## Problem description
Express the lines below as a Markdown table with two columns, "Row" for a running number and "Line" for the text of each line, leaving out any blank lines.

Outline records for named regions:

+ + +

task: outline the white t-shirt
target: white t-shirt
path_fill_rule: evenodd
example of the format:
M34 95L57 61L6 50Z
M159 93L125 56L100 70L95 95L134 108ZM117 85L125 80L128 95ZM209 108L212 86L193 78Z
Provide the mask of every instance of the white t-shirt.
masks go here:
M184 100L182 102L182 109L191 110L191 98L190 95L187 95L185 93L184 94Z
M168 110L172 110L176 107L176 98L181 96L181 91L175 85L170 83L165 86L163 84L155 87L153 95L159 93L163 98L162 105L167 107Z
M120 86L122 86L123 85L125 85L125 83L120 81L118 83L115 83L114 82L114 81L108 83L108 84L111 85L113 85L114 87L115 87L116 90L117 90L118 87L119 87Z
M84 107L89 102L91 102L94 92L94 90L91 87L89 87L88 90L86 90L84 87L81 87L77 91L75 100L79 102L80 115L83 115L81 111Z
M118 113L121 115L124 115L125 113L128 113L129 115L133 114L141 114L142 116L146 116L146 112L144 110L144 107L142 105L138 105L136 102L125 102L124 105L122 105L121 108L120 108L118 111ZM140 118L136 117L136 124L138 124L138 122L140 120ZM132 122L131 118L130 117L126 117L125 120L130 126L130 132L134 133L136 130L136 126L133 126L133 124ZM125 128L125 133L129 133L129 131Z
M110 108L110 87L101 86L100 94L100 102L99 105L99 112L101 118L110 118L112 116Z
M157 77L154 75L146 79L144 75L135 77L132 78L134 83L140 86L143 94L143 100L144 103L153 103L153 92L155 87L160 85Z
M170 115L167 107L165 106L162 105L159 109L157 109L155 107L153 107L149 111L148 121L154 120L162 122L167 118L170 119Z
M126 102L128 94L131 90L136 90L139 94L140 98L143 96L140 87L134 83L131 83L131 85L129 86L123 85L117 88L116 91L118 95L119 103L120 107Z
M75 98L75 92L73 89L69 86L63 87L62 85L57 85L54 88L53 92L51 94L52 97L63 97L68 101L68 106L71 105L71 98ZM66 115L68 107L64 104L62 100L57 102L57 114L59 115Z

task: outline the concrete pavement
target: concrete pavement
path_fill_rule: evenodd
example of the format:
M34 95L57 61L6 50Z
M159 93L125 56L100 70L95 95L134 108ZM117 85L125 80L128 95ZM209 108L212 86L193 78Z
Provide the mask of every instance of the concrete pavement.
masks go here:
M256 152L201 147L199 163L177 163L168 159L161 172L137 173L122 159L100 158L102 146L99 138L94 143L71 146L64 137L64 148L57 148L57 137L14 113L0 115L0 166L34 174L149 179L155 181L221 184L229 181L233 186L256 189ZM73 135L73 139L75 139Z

+ + +

## Exercise output
| Row | Line |
|---|---|
| 1 | task: outline the white t-shirt |
| 2 | target: white t-shirt |
| 3 | path_fill_rule: evenodd |
| 4 | example of the format: |
| 5 | M34 95L57 61L6 50Z |
| 6 | M159 93L125 56L100 70L95 95L134 108ZM117 85L125 80L128 95ZM209 108L212 86L193 78Z |
| 7 | Provide the mask of every instance of the white t-shirt. |
| 8 | masks go here: |
| 9 | M184 100L182 102L182 109L191 110L191 98L190 95L187 95L185 93L184 94Z |
| 10 | M168 110L172 110L176 107L176 98L181 96L181 91L175 85L170 83L165 86L163 84L155 87L153 95L159 93L163 98L162 105L167 107Z |
| 11 | M120 86L122 86L123 85L125 85L125 83L120 81L118 83L115 83L114 82L114 81L108 83L108 84L111 85L113 85L114 87L115 87L116 90L117 90L118 87L119 87Z |
| 12 | M84 107L89 102L91 102L94 92L94 90L91 87L89 87L88 90L86 90L84 87L81 87L77 91L75 100L79 102L80 115L83 115L81 111Z |
| 13 | M118 113L121 115L124 115L125 113L128 113L129 115L133 114L141 114L142 116L146 116L146 112L144 110L144 107L142 105L138 105L136 102L125 102L124 105L122 105L121 108L120 108L118 111ZM140 118L136 117L136 124L138 124L138 122L140 120ZM132 122L131 118L130 117L126 117L125 120L130 126L130 132L134 133L136 130L136 126L133 126L133 124ZM125 128L125 133L129 133L129 131Z |
| 14 | M110 108L110 87L101 86L100 94L100 102L99 105L99 112L101 118L110 118L112 116Z |
| 15 | M157 77L154 75L146 79L144 75L135 77L132 78L134 83L140 86L143 94L143 100L144 103L153 103L153 92L155 87L160 85Z |
| 16 | M170 115L167 107L165 106L162 105L159 109L157 109L155 107L153 107L149 111L148 121L154 120L162 122L167 118L170 119Z |
| 17 | M126 102L128 94L131 90L136 90L139 94L140 98L143 96L140 87L134 83L131 83L131 85L129 86L123 85L117 88L116 91L118 95L119 103L120 107Z |
| 18 | M75 98L75 92L73 89L69 86L63 87L62 85L57 85L54 88L53 92L51 94L52 97L63 97L68 101L68 106L71 105L71 98ZM66 115L68 107L64 104L62 100L57 102L57 114L59 115Z |
| 19 | task: outline the concrete pavement |
| 20 | target: concrete pavement |
| 21 | path_fill_rule: evenodd |
| 22 | example of the format: |
| 23 | M34 95L57 61L6 50Z |
| 24 | M159 93L125 56L100 70L95 95L134 108ZM117 85L125 80L128 95ZM209 108L212 86L193 78Z |
| 25 | Provide the mask of every instance of the concrete pavement. |
| 26 | masks go here: |
| 27 | M256 152L201 147L199 163L177 163L168 159L161 172L137 173L122 159L100 158L102 146L99 138L94 143L71 146L64 137L64 148L57 148L57 137L14 113L0 115L0 166L34 174L149 179L155 181L221 184L229 181L233 186L256 189ZM73 135L73 139L75 139Z |